WORK ORDER: Below are the records; restate all of them word for word.
-------- PROVIDED ENTRIES --------
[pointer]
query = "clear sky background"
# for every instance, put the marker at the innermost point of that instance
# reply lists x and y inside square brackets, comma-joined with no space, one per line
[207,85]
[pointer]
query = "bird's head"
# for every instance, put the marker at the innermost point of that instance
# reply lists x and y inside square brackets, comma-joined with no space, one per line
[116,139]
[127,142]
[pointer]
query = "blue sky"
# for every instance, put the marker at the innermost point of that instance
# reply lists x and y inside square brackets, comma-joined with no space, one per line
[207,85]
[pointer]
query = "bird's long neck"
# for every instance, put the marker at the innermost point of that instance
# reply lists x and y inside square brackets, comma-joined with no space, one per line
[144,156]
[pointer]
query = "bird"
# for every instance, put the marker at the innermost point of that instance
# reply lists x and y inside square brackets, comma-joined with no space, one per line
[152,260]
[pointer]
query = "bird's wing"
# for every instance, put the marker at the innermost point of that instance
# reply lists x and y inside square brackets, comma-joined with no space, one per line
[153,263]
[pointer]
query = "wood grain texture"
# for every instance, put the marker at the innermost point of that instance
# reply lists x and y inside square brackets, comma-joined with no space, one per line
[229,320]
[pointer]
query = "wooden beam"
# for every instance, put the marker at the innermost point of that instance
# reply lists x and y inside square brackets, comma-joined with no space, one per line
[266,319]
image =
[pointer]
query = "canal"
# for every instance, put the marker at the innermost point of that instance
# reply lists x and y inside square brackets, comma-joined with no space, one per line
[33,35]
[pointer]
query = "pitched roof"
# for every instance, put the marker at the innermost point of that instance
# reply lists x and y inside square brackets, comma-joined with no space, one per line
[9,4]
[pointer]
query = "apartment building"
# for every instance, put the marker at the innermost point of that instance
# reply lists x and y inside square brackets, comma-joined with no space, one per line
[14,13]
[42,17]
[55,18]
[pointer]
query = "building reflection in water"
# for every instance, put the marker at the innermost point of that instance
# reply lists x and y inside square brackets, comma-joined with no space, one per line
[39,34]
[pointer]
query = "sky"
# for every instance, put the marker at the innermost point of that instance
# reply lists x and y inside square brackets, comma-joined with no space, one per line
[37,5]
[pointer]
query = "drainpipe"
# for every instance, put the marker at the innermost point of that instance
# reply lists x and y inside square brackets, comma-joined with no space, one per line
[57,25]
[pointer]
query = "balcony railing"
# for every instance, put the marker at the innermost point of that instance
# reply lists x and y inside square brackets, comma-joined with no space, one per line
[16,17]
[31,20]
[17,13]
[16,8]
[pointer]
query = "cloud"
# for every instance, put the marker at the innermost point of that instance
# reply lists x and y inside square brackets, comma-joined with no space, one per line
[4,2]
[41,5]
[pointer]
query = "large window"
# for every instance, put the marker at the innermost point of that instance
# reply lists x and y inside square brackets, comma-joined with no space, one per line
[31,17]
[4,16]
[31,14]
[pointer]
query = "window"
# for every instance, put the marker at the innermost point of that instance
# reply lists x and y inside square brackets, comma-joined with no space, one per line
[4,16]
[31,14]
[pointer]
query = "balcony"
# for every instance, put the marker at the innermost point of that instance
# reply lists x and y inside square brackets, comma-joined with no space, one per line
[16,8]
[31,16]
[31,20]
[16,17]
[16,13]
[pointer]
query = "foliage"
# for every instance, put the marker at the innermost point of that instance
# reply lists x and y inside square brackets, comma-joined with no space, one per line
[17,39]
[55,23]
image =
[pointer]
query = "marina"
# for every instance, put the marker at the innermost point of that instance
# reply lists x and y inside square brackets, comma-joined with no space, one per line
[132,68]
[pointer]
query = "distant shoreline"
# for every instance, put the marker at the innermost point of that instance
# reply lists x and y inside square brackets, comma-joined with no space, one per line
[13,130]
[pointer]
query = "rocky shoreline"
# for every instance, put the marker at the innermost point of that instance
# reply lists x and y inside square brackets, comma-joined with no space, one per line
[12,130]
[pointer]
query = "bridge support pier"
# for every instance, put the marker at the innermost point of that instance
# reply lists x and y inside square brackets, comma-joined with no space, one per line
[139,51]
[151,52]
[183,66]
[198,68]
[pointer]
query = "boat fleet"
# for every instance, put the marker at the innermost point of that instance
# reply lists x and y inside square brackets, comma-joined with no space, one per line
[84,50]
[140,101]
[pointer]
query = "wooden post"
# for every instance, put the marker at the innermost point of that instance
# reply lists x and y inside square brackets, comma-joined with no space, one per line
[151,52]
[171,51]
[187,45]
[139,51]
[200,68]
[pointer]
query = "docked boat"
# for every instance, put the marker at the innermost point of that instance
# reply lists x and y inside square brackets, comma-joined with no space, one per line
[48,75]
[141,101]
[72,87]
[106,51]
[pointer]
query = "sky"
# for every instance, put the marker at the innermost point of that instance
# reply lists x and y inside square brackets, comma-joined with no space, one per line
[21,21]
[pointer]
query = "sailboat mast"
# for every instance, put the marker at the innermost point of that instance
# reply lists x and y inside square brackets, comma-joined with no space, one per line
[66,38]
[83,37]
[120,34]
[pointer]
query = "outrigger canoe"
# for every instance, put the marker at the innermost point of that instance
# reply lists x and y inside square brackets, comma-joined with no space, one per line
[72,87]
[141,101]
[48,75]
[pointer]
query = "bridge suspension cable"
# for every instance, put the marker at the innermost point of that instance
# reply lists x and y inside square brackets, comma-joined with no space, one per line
--------
SOLVED EXERCISE:
[pointer]
query = "clear sky background"
# for every instance, put the marker at the innermost point of that instance
# reply lists x and y inside square brackets, comma-joined with no space, one per line
[207,85]
[pointer]
query = "bird's head"
# for every instance, put the marker at the innermost point of that instance
# reply lists x and y inside square brackets, comma-joined with no space, one per line
[116,139]
[127,142]
[pointer]
query = "blue sky"
# for every instance, put the marker at the innermost point of that instance
# reply lists x and y inside square brackets, comma-joined with no space, one per line
[207,85]
[pointer]
query = "bird's long neck"
# for every instance, put the marker at the innermost point of that instance
# reply lists x and y inside square brackets, comma-joined with no space, one per line
[144,156]
[pointer]
query = "bird"
# for every instance, put the marker at the innermost point of that instance
# reply lists x and y inside square brackets, comma-joined with no space, one per line
[152,260]
[pointer]
query = "bird's wing"
# for every instance, put the marker at the innermost point of that instance
# reply lists x and y inside square brackets, comma-joined with no space, one per line
[153,263]
[pointer]
query = "wood grain texture"
# for every instance, put the marker at the innermost point of that instance
# reply lists x and y inside square brackets, comma-joined with no space, one per line
[229,320]
[pointer]
query = "wooden beam"
# for every instance, put the marker at the innermost point of that instance
# reply lists x and y inside square brackets, comma-joined with no space, one per line
[266,319]
image =
[pointer]
query = "canal"
# for every instance, put the marker at the innermost point of that instance
# reply lists x and y inside square brackets, comma-joined with no space, one per line
[33,35]
[pointer]
query = "pitched roof"
# for every instance, put the marker at the innermost point of that instance
# reply lists x and y inside square brackets, comma-joined with no space, one per line
[9,4]
[pointer]
query = "apartment building"
# for every instance, put the marker at the innermost point of that instance
# reply lists x and y inside square brackets, comma-joined with no space, one per line
[14,13]
[42,17]
[55,18]
[pointer]
query = "building reflection in water"
# for every instance, put the marker at the innermost point of that instance
# reply lists x and y inside square brackets, comma-joined with no space, one per line
[39,34]
[pointer]
query = "sky"
# for every instance, put the marker at the innermost point of that instance
# reply lists x and y inside square brackets, comma-joined with no space, one per line
[37,5]
[pointer]
query = "drainpipe"
# for every instance, put the marker at the innermost point of that instance
# reply lists x and y inside square brackets, comma-joined with no space, one per line
[57,25]
[pointer]
query = "balcony railing"
# for every instance, put the marker at the innermost point of that instance
# reply lists x and y inside square brackets, comma-joined with no space, one per line
[16,17]
[31,20]
[17,13]
[16,8]
[pointer]
query = "cloud"
# for every instance, put the marker at the innermost point of that instance
# reply lists x and y inside square brackets, comma-joined with no space, one per line
[4,2]
[41,5]
[pointer]
query = "large window"
# for every instance, put the marker at the innermost point of that instance
# reply lists x and y inside square brackets, comma-joined with no space, one per line
[31,17]
[4,16]
[31,14]
[pointer]
query = "window"
# for every instance, put the marker at the innermost point of that instance
# reply lists x and y inside square brackets, comma-joined with no space, one per line
[4,16]
[31,14]
[pointer]
query = "balcony"
# for every instance, put the marker at the innermost point of that instance
# reply lists x and y inside square brackets, comma-joined with no space, one per line
[16,8]
[31,16]
[31,20]
[16,17]
[16,13]
[pointer]
query = "foliage"
# for every instance, put the marker at the innermost point of that instance
# reply lists x and y inside square brackets, comma-joined with no space, one per line
[17,39]
[55,23]
image =
[pointer]
query = "marina"
# for every instance, put the marker at the innermost point of that instance
# reply lists x and y inside square brackets, comma-joined with no space, one per line
[132,68]
[pointer]
query = "distant shoreline"
# for every instance, put the marker at the innermost point of that instance
# reply lists x and y inside square brackets, comma-joined with no space, one per line
[13,130]
[pointer]
query = "rocky shoreline"
# for every instance, put the marker at the innermost point of that instance
# reply lists x and y inside square brackets, comma-joined with no space, one per line
[12,130]
[pointer]
query = "bridge support pier"
# for every instance, put the marker at the innermost point of that instance
# reply lists x and y inside square brackets, comma-joined with no space, one per line
[139,51]
[151,52]
[183,66]
[198,68]
[pointer]
query = "boat fleet"
# for every instance, put the marker at the innermost point of that instance
# reply lists x and y inside square brackets, comma-joined with no space, one per line
[84,50]
[140,101]
[pointer]
query = "wooden post"
# for every instance, put the marker at the innermost point of that instance
# reply lists x and y inside square brackets, comma-joined with no space, one per line
[151,52]
[171,51]
[187,45]
[139,51]
[200,68]
[pointer]
query = "docked boat"
# for every instance, put the marker at the innermost point of that instance
# reply lists x and y inside square brackets, comma-joined with no space, one per line
[48,75]
[141,101]
[72,87]
[106,51]
[pointer]
query = "sky"
# for every instance, put the marker at the innermost point of that instance
# reply lists x and y inside square brackets, comma-joined with no space, one per line
[21,21]
[pointer]
query = "sailboat mast"
# for every instance, put the marker at the innermost point of that instance
# reply lists x and y inside square brackets, comma-joined with no space, one per line
[66,38]
[83,37]
[120,34]
[pointer]
query = "outrigger canoe"
# for every instance, put the marker at the innermost point of that instance
# reply lists x and y inside square brackets, comma-joined with no space, one per line
[72,87]
[141,101]
[48,75]
[pointer]
query = "bridge suspension cable"
# for every instance, put the marker at the innermost point of that instance
# reply lists x and y inside square brackets, comma-joined with no space, one per line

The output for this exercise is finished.